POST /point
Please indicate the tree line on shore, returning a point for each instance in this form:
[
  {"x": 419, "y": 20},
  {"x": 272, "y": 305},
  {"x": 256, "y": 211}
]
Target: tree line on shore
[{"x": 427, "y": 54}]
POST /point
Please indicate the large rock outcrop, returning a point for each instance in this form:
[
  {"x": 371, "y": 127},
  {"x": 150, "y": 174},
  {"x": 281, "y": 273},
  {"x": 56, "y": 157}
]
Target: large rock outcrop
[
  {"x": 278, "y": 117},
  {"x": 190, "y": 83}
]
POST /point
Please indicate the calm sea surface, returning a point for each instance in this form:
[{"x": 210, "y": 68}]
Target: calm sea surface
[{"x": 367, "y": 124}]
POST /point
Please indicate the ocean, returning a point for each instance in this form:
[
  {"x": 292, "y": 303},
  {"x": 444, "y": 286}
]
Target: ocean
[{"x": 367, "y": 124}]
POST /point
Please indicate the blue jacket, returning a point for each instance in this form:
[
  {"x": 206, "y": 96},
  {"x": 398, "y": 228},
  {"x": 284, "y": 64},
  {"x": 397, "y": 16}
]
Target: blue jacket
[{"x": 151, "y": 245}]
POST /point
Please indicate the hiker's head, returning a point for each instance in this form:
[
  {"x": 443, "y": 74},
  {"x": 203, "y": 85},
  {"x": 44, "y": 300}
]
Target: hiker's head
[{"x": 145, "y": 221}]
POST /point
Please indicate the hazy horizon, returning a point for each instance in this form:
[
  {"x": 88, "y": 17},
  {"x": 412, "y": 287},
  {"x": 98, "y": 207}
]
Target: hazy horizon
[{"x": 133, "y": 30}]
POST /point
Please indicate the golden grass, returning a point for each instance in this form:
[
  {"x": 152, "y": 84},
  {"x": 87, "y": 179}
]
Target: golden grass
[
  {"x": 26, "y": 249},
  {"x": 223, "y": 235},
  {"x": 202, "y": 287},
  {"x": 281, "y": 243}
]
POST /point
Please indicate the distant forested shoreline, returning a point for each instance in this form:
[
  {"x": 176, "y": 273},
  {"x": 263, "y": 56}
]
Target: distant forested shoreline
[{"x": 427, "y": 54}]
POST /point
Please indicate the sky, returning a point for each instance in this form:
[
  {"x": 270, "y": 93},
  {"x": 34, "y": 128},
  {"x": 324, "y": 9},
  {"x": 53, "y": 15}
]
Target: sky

**The problem**
An exact copy of every entry above is the expected answer.

**Written response**
POST /point
Please indicate the tree line on shore, returning a point for each instance in this form:
[
  {"x": 419, "y": 20},
  {"x": 272, "y": 305},
  {"x": 256, "y": 211}
]
Target: tree line on shore
[{"x": 427, "y": 54}]
POST /point
Please indicate the large rock outcrop, returning a point for each instance in this form:
[
  {"x": 371, "y": 127},
  {"x": 150, "y": 174},
  {"x": 281, "y": 273},
  {"x": 56, "y": 157}
]
Target: large rock outcrop
[
  {"x": 278, "y": 117},
  {"x": 190, "y": 83}
]
POST /point
Please indicate the calm sea surface, returning a point for each instance in this form:
[{"x": 210, "y": 68}]
Target: calm sea surface
[{"x": 367, "y": 124}]
POST /point
Please indicate the ocean, returning a point for each instance in this form:
[
  {"x": 292, "y": 303},
  {"x": 444, "y": 286}
]
Target: ocean
[{"x": 367, "y": 124}]
POST /point
Please indicate the blue jacket, returning a point for each instance in this form:
[
  {"x": 206, "y": 96},
  {"x": 398, "y": 228},
  {"x": 284, "y": 64},
  {"x": 397, "y": 16}
]
Target: blue jacket
[{"x": 151, "y": 245}]
POST /point
Please indicate the hiker's head, returning a point for each instance in this form:
[
  {"x": 443, "y": 74},
  {"x": 203, "y": 85},
  {"x": 44, "y": 300}
]
Target: hiker's head
[{"x": 145, "y": 221}]
POST /point
Please indicate the hazy horizon, returning a point for each instance in this form:
[
  {"x": 88, "y": 17},
  {"x": 412, "y": 287},
  {"x": 98, "y": 207}
]
Target: hazy horizon
[{"x": 133, "y": 30}]
POST /point
Please indicate the golden grass, returning a point for each instance in this form:
[
  {"x": 152, "y": 84},
  {"x": 87, "y": 179}
]
Target: golden grass
[
  {"x": 26, "y": 249},
  {"x": 223, "y": 235},
  {"x": 202, "y": 287},
  {"x": 281, "y": 243}
]
POST /point
Please indicate the distant forested shoreline, returning a point for each instance in this form:
[
  {"x": 176, "y": 273},
  {"x": 263, "y": 56}
]
Target: distant forested shoreline
[{"x": 427, "y": 54}]
POST /point
Please indicate the sky, returning a point for each instance in this form:
[
  {"x": 270, "y": 93},
  {"x": 34, "y": 128},
  {"x": 324, "y": 9},
  {"x": 53, "y": 15}
]
Target: sky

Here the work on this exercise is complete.